** BEGIN Data shown **
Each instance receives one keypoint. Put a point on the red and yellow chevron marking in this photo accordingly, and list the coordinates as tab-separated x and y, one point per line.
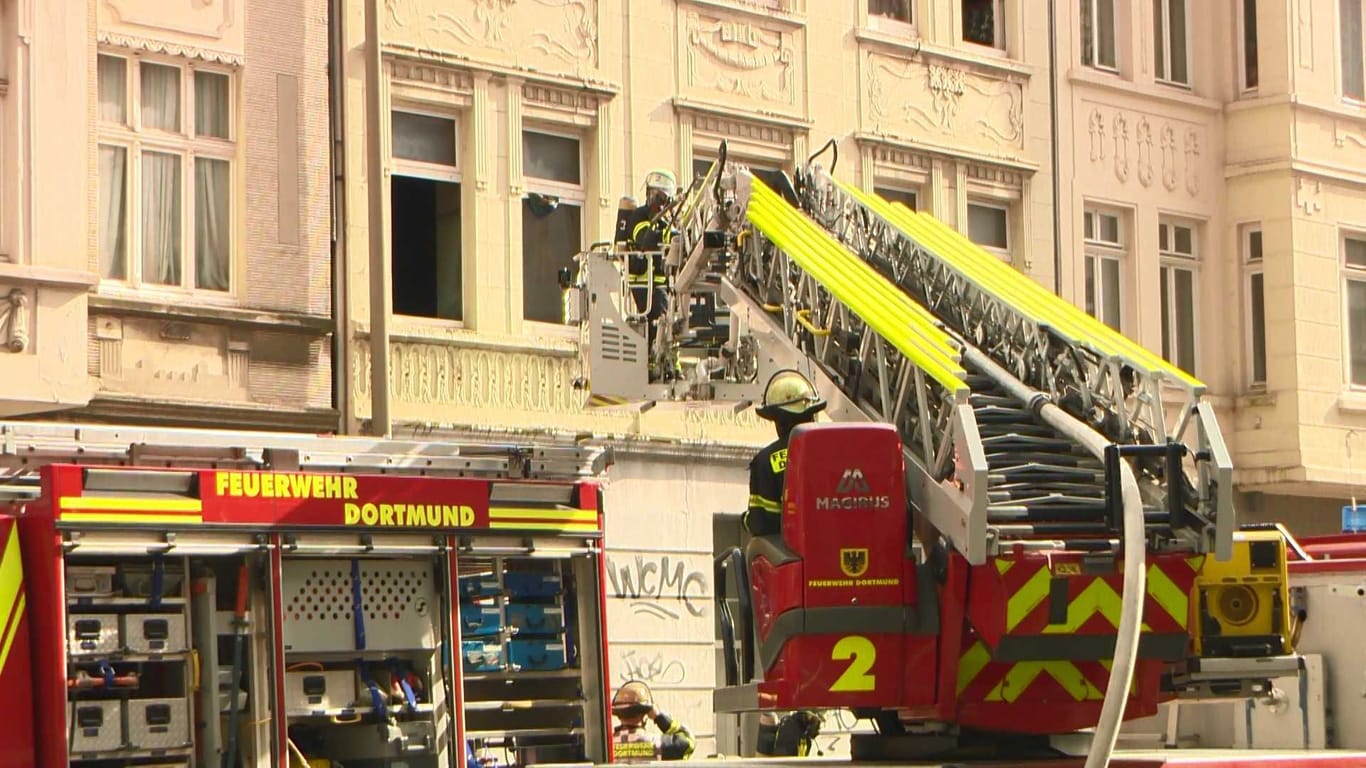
568	521
130	510
11	593
1018	601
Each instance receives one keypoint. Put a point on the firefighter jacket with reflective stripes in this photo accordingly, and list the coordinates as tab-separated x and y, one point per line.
768	468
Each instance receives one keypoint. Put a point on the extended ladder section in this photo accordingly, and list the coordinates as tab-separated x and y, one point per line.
1090	371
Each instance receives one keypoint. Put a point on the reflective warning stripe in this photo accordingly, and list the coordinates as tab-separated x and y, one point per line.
11	593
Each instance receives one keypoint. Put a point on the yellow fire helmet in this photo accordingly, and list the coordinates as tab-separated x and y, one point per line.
790	395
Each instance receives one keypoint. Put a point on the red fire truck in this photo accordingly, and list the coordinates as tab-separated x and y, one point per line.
183	597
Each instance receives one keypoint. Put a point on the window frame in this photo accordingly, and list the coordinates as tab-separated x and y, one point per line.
566	192
1241	45
1094	252
1000	43
1163	30
1004	207
1094	34
1253	268
1350	275
189	146
1171	261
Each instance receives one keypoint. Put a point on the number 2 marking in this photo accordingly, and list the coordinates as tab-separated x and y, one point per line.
862	653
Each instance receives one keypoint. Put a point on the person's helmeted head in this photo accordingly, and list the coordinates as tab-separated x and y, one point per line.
790	399
660	187
633	703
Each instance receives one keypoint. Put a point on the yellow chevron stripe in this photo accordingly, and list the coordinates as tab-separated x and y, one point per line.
115	503
131	517
566	526
566	515
1165	593
14	630
971	664
1026	599
1023	674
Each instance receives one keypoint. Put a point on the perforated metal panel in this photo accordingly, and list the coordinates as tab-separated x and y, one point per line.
398	603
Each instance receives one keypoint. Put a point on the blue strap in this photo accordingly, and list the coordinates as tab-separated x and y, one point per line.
157	581
403	683
357	608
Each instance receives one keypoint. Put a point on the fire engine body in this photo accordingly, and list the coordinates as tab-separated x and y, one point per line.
187	597
956	539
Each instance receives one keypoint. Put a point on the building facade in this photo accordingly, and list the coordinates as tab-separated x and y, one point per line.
187	220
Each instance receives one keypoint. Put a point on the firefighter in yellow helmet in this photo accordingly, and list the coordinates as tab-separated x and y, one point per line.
631	742
788	401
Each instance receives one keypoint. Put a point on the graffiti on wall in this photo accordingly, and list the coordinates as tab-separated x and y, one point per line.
652	668
661	588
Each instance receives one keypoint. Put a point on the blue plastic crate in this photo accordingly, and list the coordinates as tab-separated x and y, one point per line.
478	619
1354	519
533	619
480	585
478	656
521	585
536	655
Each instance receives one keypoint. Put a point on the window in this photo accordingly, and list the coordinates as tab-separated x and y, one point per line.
552	220
165	153
1169	28
904	197
1104	243
988	226
1098	34
894	10
1176	248
984	22
1251	243
1354	261
1247	44
1354	79
426	254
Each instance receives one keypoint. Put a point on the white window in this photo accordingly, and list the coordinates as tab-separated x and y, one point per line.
552	219
906	197
1104	243
989	226
425	249
1354	268
1247	45
889	10
1256	308
1098	34
167	146
1350	23
1179	269
984	22
1169	34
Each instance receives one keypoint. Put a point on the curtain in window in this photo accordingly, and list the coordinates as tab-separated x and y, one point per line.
211	104
114	92
160	219
160	97
212	186
114	163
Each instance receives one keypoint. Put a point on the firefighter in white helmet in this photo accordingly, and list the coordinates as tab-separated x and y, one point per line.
631	704
788	401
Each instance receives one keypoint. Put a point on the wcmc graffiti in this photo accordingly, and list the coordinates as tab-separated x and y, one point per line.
661	588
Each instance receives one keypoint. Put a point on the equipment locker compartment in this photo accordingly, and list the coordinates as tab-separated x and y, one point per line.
201	616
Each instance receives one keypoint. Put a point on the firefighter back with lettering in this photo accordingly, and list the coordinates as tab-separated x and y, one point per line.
631	742
788	401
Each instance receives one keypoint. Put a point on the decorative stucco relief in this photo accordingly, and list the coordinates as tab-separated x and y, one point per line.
911	97
742	59
503	386
1179	145
14	320
532	33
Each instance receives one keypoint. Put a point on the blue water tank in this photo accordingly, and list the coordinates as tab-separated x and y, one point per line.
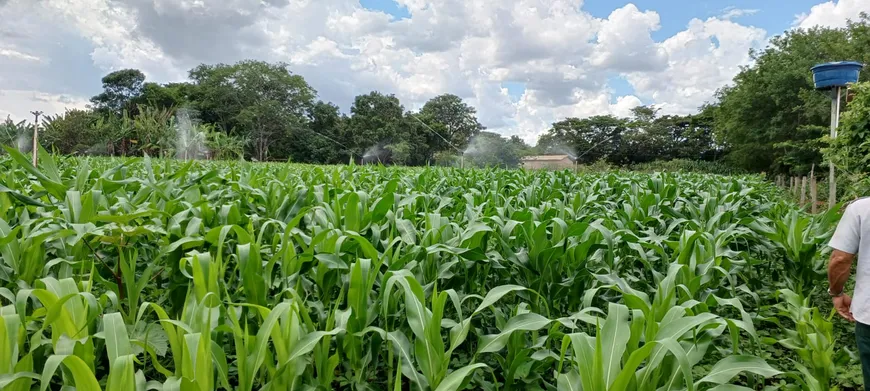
835	74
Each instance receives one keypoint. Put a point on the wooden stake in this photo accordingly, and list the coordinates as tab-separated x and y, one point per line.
35	151
804	191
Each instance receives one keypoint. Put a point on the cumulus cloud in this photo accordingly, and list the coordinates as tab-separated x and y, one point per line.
832	13
17	104
625	44
701	59
54	52
734	12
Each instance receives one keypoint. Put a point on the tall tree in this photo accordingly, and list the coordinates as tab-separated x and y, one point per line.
323	140
453	119
262	102
590	139
771	118
376	120
120	90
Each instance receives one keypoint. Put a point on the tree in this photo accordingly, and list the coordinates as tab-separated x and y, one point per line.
165	96
323	139
72	132
772	118
262	102
589	139
120	90
376	120
493	150
453	119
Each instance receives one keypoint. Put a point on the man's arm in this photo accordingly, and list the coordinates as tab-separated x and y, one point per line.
839	269
845	244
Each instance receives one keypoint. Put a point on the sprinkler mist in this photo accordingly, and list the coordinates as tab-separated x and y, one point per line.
189	141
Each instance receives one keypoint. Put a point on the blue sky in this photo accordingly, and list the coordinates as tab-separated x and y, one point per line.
523	64
774	16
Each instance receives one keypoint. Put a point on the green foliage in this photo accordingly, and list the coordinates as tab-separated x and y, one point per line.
453	119
771	118
685	165
622	141
70	133
264	102
120	90
119	273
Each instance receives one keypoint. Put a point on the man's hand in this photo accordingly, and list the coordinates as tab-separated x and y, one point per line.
843	304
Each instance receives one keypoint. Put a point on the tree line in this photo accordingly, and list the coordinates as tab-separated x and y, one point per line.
770	118
257	110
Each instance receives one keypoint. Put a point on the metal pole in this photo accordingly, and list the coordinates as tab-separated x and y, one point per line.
835	122
35	150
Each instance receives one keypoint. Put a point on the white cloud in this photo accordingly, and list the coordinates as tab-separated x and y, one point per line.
562	54
16	55
701	59
833	13
625	44
17	104
734	12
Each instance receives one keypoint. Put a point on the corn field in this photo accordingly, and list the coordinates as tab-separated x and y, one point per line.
146	274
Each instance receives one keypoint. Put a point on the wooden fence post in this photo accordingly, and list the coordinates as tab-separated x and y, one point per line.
803	191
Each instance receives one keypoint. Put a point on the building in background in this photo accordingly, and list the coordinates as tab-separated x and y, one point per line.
547	162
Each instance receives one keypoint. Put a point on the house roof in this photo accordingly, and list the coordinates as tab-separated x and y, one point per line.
549	158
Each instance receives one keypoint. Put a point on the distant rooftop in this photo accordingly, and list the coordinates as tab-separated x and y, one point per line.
546	158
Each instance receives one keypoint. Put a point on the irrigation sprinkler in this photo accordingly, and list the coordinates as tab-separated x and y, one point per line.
35	150
835	76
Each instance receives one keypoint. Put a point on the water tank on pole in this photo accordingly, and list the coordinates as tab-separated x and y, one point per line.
835	76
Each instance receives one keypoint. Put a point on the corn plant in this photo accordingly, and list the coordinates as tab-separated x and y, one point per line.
151	273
** END Data shown **
→ Work required: Give every record back exactly as it reads, with no images.

→ Worked answer:
Each instance receives one keypoint. Put a point on the red and yellow chevron marking in this photo accordingly, and list the coordinates as tab-separated x and y, one point per line.
568	521
130	510
11	593
1018	601
Each instance receives one keypoint. Put a point on the firefighter jacket with reflective stripes in this photo accordingly, and list the coordinates as tab-separated x and y, one point per line.
768	468
Each instance receives one keypoint. Put a point on the extended ladder section in this photo accordingly, and list the coordinates as tab-separated x and y, one point per line.
1090	371
Each instance receives one keypoint. Put a point on the reflective warning stripe in this photo accordingly, and list the coordinates as tab-separated x and y, one point per line.
11	593
Each instance receives one keypoint. Put a point on the yellow fire helmet in this photo accordingly, and list the coordinates as tab-separated x and y, one point per line.
790	395
Each instance receives one keypoint. Put a point on the red fire truck in this photo accordingly, and list the coordinates as tab-separated x and y, one point per line.
183	597
Each instance receives one keypoint. Put a point on the window frame in this photo accordingly, and list the coordinates as tab-separated x and y, one point per line.
566	192
1241	45
1094	252
1000	43
1163	30
1004	207
1094	34
1253	268
1350	275
189	146
1171	261
Each instance receives one keypoint. Put a point on the number 2 marking in this photo accordingly, and list the coordinates as tab-separated x and y, one point per line.
862	653
Each instance receives one keypoint. Put a point on the person's helmeted head in this photo accordingly, and list the coordinates as tab-separated x and y, one point per line.
790	399
660	187
633	703
Each instance receives one keypoint. Put a point on the yellow chevron stripe in this photo accordingly, and list the coordinates as tab-separated x and y, one point per line.
115	503
131	517
566	526
566	515
1165	593
14	630
971	664
1026	599
1023	674
Each instance receives one keypoint. Put a point on the perforated metal panel in this photo accordingly, and list the coordinates as tab-separated x and y, one point per line.
398	603
Each instance receives one keypoint. Put a point on the blue strap in this photo accordingly, and list the coordinates as tab-separated x and y, one point per line.
157	581
403	683
357	608
Each instance receives one keypoint. Put a point on the fire engine body in this photo accordingly, and list the coordinates as tab-separated x and y, one point per line.
187	597
956	539
Each instance receives one keypoint. Put a point on the building facade in this photo accordingly, and list the coordinates as tab-separated x and y, one point per line.
187	220
Each instance receives one keypoint. Put a point on the firefighter in yellow helmet in this photo accordingly, and list the coordinates as tab-separated x and y, one point per line.
631	742
788	401
Each instance receives one keypoint. Put a point on the graffiti on wall in this photo accordingly, and list the coordinates as tab-separated x and y, one point per line.
652	668
661	588
Each instance receives one keypoint. Put a point on the blue plastic crate in this photo accordingly, and list the coordinates as tab-separated x and y, one point per line.
478	619
1354	519
533	619
480	585
478	656
521	585
536	655
Each instance receives one keypoint. Put a point on the window in this photo accordingly, and list the coordinates as tab-separated x and y, one point per line.
552	220
165	153
1169	28
904	197
1104	243
988	226
1098	34
894	10
1176	248
984	22
1251	243
1354	261
1247	44
1354	79
426	254
Each instance receives one keypoint. Put a point on the white window in this photo accordingly, and list the coordinates as tab-separated x and y, one point per line.
552	219
906	197
1104	243
989	226
425	249
1354	268
1247	45
889	10
1256	308
1098	34
167	146
1350	23
1179	269
984	22
1169	34
Each instance receives one keypoint. Put a point on the curtain in window in this photo accordingly, and list the coordinates as tab-separated x and y, one point per line.
211	104
114	92
160	219
160	97
212	186
114	163
Each instance receives one keypoint. Put a point on the firefighter in white helmet in this photo accordingly, and list the coordinates as tab-separated x and y, one point per line.
631	704
788	401
Each instance receives one keypoint. Put a point on the wcmc graffiti in this photo accordingly, and list the coordinates as tab-separated x and y, one point per line.
661	588
Each instance receives one keypoint. Put a point on the equipment locker compartment in this photo accordingly, and list the coordinates as tab-separated x and y, one point per line.
201	616
Each instance receives one keypoint. Put a point on the firefighter back with lettering in this photo accordingly, and list the coordinates as tab-separated x and y, one point per line.
631	742
788	401
Each instance receives one keypoint. Put a point on the decorative stucco relief in this photo accordingly, and list the coordinates as tab-separated x and y, one point per line.
911	97
742	59
503	386
1179	145
14	320
532	33
Each instance receives one keypoint. Put a point on the blue water tank in this photo accordingly, and list the coordinates as tab-separated x and y, one point per line.
835	74
Each instance receives one keypoint. Put a point on the wooden stake in this photo accordingly, and list the coordinates as tab-separated x and y, one point per line.
35	151
804	191
Each instance receives one keypoint. Put a point on the cumulus cloud in this photo accordingly, and list the coordinates as tab-separated x and y, one point per line.
832	13
17	104
625	44
701	59
54	52
734	12
Each instance receives one keypoint. Put a point on the tall tree in this photo accordingly, and list the coordinates as tab-separated x and y, one point per line.
323	140
453	119
262	102
590	139
771	118
376	120
120	90
Each instance receives one keypoint. Put a point on the tree in this photo accordingly, and list the coordinates as tab-separated x and y, one point per line.
165	96
323	139
72	132
772	118
262	102
589	139
120	90
376	120
493	150
453	119
Each instance receives one keypoint. Put a point on the man's arm in this photo accordingly, and list the coordinates as tab-separated x and y, one point per line.
839	269
845	244
Each instance receives one keypoint. Put a point on the sprinkler mist in this photo accordingly, and list the coordinates as tab-separated x and y, one point per line.
189	141
Each instance receives one keypoint. Put a point on the blue sky in this photo accordingly, and list the coordinates as tab-separated x and y, one point per line.
523	64
774	16
Each instance receives one keypoint. Put a point on the green foliage in this photo accordingly, and list the coordinates as tab-separated x and y, one point per line.
453	119
771	118
685	165
622	141
70	133
264	102
120	90
119	273
Each instance receives one keypoint. Put a point on the man's hand in this photo accordingly, and list the coordinates as tab-separated x and y, one point per line.
843	304
Each instance receives one keypoint. Put a point on the tree line in this photo accordingly, and list the coordinates as tab-separated x and y, one point per line.
770	118
257	110
Each instance receives one keypoint. Put a point on the metal pole in this photo accordingly, and list the coordinates as tab-separated x and y, one point per line.
835	122
35	150
Each instance receives one keypoint. Put a point on the white cloud in this photo accordingly, and list the coordinates as tab-separated x and y, one point per line.
562	54
16	55
701	59
833	13
625	44
17	104
734	12
Each instance receives one keypoint. Put a point on the corn field in this photo accordingly, and list the coordinates as tab-separated x and y, one point per line.
146	274
Each instance receives one keypoint. Put a point on the wooden fence post in this photo accordingly, and list the coordinates as tab-separated x and y, one point per line.
803	191
Each instance receives one keypoint. Put a point on the building in background in this photo accordingly, and list the coordinates as tab-separated x and y, one point per line.
547	162
Each instance receives one keypoint. Put a point on the house roof in this photo accordingly, and list the coordinates as tab-separated x and y, one point per line.
549	158
Each instance receives one keypoint. Put a point on the distant rooftop in this photo accordingly, and list the coordinates as tab-separated x and y, one point per line.
546	158
Each instance receives one keypoint. Put a point on the irrigation sprinkler in this photo accordingly, and list the coordinates as tab-separated x and y, one point per line.
35	150
835	76
Each instance receives one keypoint. Put a point on the water tank on pole in this photo accordingly, and list the coordinates as tab-separated x and y, one point per line.
835	76
Each instance receives one keypoint. Put a point on the corn plant in this photo accordingly, and list the coordinates as tab-separated x and y, one point per line.
151	273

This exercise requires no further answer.